What is expected = Can you reproduce the walk-forward validation lesson below word for word, in full?

Document extract =
--- START ---
Lesson 2 - Walk-Forward Validation

Welcome to Walk-Forward Validation

Lesson 1 showed that a model’s error swings meaningfully depending on which single year gets held out. Walk-forward validation is the standard fix: instead of splitting the series once, you split it several times, at a sequence of points moving forward through history, refitting the model fresh at each one and forecasting a fixed horizon ahead. The result is not one accuracy number but a small collection of them, which is exactly what Lesson 1’s exercises argued you actually need.

By the end of this lesson, you will be able to:

  • Explain what an origin is and how walk-forward validation moves through a series
  • Implement an expanding-window backtest by hand
  • Implement a rolling-window backtest by hand and explain how it differs
  • Read a mean and standard deviation across origins as a model’s real expected performance

Let’s build the loop.


Origins, Expanding, and Rolling

A walk-forward backtest picks a sequence of origins, points in time where training stops and forecasting begins. At each origin, you train on everything up to that point, forecast a fixed number of steps ahead, called the horizon, and score the forecast against what actually happened. Then you move the origin forward and repeat. Two ways to grow the training window as the origin advances:

  • Expanding window: training always starts at the very first observation, so it keeps growing longer at each origin.
  • Rolling window: training keeps a fixed size, so as the origin advances, the oldest months are dropped to make room for the newest ones.
--- END ---
Information shown =
--- START ---
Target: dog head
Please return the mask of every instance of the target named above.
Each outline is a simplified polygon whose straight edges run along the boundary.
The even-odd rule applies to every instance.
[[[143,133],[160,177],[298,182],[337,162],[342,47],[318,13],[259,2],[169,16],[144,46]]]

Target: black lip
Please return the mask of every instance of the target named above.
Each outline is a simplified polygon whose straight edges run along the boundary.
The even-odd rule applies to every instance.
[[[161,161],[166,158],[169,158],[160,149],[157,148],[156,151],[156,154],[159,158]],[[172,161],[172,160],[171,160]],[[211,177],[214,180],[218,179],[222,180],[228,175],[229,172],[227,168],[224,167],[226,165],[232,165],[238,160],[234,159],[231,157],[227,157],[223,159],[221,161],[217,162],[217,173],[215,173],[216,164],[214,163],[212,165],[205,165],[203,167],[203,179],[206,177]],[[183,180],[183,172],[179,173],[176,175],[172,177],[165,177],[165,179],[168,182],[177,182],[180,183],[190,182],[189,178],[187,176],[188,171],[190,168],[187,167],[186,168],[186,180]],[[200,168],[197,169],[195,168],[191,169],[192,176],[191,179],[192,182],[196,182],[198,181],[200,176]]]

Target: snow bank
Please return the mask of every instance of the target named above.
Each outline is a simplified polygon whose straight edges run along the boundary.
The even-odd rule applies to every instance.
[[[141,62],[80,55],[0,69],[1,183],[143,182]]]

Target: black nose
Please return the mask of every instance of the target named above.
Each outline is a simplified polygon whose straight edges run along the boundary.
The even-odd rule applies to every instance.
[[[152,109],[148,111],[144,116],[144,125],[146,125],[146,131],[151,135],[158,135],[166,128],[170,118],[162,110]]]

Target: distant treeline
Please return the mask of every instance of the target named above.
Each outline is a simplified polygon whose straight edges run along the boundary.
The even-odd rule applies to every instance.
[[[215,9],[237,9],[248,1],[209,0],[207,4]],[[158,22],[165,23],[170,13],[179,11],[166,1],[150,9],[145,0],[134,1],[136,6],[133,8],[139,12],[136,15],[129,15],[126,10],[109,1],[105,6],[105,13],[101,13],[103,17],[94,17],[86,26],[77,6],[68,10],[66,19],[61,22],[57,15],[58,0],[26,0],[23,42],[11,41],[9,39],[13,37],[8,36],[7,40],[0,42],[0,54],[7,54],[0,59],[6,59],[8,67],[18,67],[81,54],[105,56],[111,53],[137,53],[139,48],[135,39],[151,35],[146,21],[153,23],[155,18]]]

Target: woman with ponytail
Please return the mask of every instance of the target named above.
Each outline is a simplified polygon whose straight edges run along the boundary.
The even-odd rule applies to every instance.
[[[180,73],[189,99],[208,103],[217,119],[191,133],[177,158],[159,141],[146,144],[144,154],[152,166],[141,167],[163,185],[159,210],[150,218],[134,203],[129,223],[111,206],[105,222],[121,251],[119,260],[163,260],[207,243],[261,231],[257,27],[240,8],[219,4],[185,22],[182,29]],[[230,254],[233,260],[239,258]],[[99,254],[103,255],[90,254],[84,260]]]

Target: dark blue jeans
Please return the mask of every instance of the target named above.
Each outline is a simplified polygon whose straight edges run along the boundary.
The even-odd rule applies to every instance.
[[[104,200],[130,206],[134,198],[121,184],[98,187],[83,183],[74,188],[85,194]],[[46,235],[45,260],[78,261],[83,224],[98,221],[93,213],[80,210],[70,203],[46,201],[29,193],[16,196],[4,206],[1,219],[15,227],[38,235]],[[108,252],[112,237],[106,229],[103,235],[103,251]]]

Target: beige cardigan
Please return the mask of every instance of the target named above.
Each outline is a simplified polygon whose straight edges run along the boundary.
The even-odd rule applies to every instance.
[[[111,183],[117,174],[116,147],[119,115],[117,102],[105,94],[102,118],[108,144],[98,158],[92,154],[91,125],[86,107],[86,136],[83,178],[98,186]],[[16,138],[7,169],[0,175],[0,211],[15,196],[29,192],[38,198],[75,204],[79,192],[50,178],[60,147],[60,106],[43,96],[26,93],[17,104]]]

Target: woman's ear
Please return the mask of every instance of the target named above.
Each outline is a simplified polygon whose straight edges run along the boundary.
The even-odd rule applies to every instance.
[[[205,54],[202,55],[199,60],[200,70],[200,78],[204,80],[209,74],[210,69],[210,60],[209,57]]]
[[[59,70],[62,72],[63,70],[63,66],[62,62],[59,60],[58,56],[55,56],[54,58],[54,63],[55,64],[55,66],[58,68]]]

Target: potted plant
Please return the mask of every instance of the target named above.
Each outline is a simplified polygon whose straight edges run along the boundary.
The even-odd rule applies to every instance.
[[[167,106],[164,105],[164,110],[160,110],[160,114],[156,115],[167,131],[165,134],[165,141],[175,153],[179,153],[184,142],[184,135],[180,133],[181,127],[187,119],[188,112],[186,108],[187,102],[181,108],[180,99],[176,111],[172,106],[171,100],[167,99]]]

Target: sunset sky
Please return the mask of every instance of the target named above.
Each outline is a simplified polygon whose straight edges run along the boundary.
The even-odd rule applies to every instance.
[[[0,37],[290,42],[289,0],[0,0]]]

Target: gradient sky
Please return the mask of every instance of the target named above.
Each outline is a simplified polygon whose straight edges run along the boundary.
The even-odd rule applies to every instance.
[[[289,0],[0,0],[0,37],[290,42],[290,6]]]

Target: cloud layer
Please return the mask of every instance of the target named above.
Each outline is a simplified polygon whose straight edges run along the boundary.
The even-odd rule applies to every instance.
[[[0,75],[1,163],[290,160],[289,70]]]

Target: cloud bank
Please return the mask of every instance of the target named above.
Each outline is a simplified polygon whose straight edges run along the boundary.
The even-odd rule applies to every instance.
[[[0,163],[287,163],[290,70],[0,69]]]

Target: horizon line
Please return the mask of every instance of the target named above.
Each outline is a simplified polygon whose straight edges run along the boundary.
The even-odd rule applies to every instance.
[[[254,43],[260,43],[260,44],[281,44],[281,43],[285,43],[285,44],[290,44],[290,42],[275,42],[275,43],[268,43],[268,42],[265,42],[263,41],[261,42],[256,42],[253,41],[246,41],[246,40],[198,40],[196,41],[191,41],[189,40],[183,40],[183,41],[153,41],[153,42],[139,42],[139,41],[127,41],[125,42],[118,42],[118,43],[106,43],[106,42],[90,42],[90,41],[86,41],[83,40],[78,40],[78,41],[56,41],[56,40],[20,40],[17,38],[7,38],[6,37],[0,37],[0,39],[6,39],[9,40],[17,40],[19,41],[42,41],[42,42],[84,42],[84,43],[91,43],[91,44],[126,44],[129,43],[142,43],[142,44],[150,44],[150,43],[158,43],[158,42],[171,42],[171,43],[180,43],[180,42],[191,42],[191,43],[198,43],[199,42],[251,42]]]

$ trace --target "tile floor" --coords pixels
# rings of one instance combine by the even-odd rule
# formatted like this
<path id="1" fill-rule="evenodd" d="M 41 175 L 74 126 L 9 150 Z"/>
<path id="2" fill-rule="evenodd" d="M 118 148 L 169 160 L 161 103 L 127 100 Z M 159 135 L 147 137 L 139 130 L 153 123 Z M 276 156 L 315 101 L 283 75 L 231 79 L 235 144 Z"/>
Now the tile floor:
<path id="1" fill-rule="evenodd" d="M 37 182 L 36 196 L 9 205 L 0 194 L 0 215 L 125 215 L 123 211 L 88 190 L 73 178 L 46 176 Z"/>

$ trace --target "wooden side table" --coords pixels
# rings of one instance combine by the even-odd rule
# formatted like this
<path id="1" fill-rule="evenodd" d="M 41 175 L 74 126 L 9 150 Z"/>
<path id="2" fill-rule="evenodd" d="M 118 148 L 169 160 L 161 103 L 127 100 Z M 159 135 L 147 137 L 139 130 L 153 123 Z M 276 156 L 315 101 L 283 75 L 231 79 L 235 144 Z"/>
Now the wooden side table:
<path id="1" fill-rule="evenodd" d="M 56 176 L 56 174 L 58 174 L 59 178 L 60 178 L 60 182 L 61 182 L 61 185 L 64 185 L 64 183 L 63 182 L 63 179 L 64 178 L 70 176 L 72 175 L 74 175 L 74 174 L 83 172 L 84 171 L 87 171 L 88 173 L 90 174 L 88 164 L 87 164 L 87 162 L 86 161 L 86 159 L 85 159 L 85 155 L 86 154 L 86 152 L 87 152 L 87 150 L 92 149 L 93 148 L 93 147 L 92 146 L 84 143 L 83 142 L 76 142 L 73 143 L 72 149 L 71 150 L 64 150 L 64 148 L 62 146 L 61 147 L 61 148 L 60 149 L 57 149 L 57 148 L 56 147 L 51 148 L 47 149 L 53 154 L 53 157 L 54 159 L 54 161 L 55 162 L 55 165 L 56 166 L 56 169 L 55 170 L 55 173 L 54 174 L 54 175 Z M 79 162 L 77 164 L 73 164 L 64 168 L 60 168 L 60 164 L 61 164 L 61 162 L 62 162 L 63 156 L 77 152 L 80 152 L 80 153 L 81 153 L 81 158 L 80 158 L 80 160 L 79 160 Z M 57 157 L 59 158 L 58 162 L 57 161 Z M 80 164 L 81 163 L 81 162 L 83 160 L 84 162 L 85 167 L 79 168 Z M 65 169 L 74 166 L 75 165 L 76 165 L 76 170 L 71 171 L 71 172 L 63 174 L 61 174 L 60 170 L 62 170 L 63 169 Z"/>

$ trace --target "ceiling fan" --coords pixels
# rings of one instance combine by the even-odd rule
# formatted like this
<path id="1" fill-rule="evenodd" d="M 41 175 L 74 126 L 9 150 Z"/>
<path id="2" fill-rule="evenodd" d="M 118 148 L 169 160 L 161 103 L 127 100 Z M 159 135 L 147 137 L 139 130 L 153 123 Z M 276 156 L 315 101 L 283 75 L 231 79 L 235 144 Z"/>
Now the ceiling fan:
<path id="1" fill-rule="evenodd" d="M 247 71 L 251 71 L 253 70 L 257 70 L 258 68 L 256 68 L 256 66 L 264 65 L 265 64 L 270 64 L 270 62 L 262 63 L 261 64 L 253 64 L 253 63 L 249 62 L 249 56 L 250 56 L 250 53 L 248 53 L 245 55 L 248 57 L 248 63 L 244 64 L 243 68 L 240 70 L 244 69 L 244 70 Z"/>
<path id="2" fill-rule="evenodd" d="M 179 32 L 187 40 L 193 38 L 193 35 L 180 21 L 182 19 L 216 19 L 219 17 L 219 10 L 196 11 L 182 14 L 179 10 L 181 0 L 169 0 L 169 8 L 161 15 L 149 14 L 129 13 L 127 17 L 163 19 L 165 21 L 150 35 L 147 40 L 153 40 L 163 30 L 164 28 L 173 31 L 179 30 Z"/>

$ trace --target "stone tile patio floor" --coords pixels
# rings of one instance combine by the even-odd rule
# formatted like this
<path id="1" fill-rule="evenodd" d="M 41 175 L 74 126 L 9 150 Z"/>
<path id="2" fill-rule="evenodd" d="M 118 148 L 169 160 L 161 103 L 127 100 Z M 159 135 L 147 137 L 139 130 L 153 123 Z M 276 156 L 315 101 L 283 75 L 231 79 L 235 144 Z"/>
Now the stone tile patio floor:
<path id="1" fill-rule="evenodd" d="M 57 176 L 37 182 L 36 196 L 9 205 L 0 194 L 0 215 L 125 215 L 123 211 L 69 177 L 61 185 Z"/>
--- END ---
Solved exercise =
Lesson 2 - Walk-Forward Validation

Welcome to Walk-Forward Validation

Lesson 1 showed that a model’s error swings meaningfully depending on which single year gets held out. Walk-forward validation is the standard fix: instead of splitting the series once, you split it several times, at a sequence of points moving forward through history, refitting the model fresh at each one and forecasting a fixed horizon ahead. The result is not one accuracy number but a small collection of them, which is exactly what Lesson 1’s exercises argued you actually need.

By the end of this lesson, you will be able to:

  • Explain what an origin is and how walk-forward validation moves through a series
  • Implement an expanding-window backtest by hand
  • Implement a rolling-window backtest by hand and explain how it differs
  • Read a mean and standard deviation across origins as a model’s real expected performance

Let’s build the loop.


Origins, Expanding, and Rolling

A walk-forward backtest picks a sequence of origins, points in time where training stops and forecasting begins. At each origin, you train on everything up to that point, forecast a fixed number of steps ahead, called the horizon, and score the forecast against what actually happened. Then you move the origin forward and repeat. Two ways to grow the training window as the origin advances:

  • Expanding window: training always starts at the very first observation, so it keeps growing longer at each origin.
  • Rolling window: training keeps a fixed size, so as the origin advances, the oldest months are dropped to make room for the newest ones.